▸ **Given records**
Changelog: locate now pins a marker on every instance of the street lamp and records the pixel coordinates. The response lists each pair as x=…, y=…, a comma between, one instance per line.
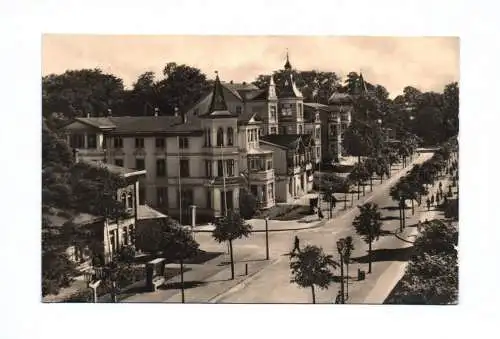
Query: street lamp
x=89, y=278
x=340, y=249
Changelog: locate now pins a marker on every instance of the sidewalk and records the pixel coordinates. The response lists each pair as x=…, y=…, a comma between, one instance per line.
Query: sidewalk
x=391, y=276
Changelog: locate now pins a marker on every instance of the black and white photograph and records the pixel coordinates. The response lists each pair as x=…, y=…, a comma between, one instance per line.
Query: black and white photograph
x=250, y=169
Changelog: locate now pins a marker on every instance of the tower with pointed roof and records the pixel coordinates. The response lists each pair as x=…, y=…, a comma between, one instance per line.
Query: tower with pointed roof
x=291, y=103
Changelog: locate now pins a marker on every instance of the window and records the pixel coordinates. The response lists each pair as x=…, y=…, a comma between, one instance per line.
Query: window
x=220, y=137
x=139, y=142
x=161, y=196
x=91, y=140
x=142, y=195
x=77, y=141
x=208, y=137
x=220, y=168
x=209, y=198
x=118, y=142
x=273, y=113
x=160, y=167
x=183, y=142
x=184, y=168
x=139, y=164
x=125, y=235
x=208, y=168
x=230, y=136
x=187, y=198
x=286, y=109
x=160, y=143
x=112, y=241
x=130, y=200
x=230, y=168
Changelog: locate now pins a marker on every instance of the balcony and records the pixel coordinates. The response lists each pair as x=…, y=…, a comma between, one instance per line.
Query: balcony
x=264, y=175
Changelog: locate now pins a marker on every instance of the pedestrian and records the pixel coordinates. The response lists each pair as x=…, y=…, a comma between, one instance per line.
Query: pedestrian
x=338, y=298
x=320, y=214
x=296, y=245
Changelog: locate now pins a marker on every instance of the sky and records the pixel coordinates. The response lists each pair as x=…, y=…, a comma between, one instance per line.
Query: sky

▸ **Your objective**
Could you write out the whole listing exactly, dropping the pictures?

▸ **Reply**
Changelog: locate now pins a marker on every instance of the street lamp and records the pixel coordinates. The response lists each pair as x=…, y=…, a comma between, one instance per line.
Query: street lamp
x=89, y=278
x=340, y=249
Changelog: locate now pins a marker on every instance of the sidewalk and records the pixel coordinates. The response lists each pair as x=…, y=…, a comma between, one instance per line.
Query: sidewalk
x=391, y=276
Changelog: locate now pins a marker on every instance of the black and white photograph and records the pixel coordinates. The response lists each pair as x=…, y=…, a comma between, one instance per line.
Query: black and white photograph
x=250, y=169
Changelog: locate now pins a marker on every instance of the tower with pointed roof and records the pixel coordinates. The response lists each pair as x=…, y=…, a comma between, one instance per line.
Query: tower with pointed roof
x=291, y=103
Changelog: locate now pins a marker on every instance of the window and records the pixel coordinates. The response lists each pair as x=…, y=…, a comma between, one instance per line.
Query: window
x=220, y=137
x=139, y=142
x=161, y=196
x=91, y=140
x=142, y=195
x=77, y=141
x=208, y=137
x=220, y=168
x=209, y=198
x=118, y=142
x=273, y=113
x=160, y=167
x=183, y=142
x=184, y=168
x=139, y=164
x=125, y=235
x=208, y=168
x=230, y=136
x=187, y=198
x=286, y=109
x=160, y=143
x=112, y=241
x=130, y=200
x=230, y=168
Changelog: locate now pins a marker on every instance of the balcony and records the pixel coordinates. The response lists each pair as x=…, y=…, a comma between, one instance per line.
Query: balcony
x=264, y=175
Changelog: locate now pins a marker on every instance of the pedestrian and records the pixel coordinates. The response lists each pair as x=…, y=…, a comma between, one instance per line.
Query: pedestrian
x=338, y=298
x=320, y=214
x=296, y=245
Changelog: locate now pins a marker on every instance of the sky and records the pixel coordinates. The response lists each pair as x=…, y=…, a comma between, one instance per line.
Query: sky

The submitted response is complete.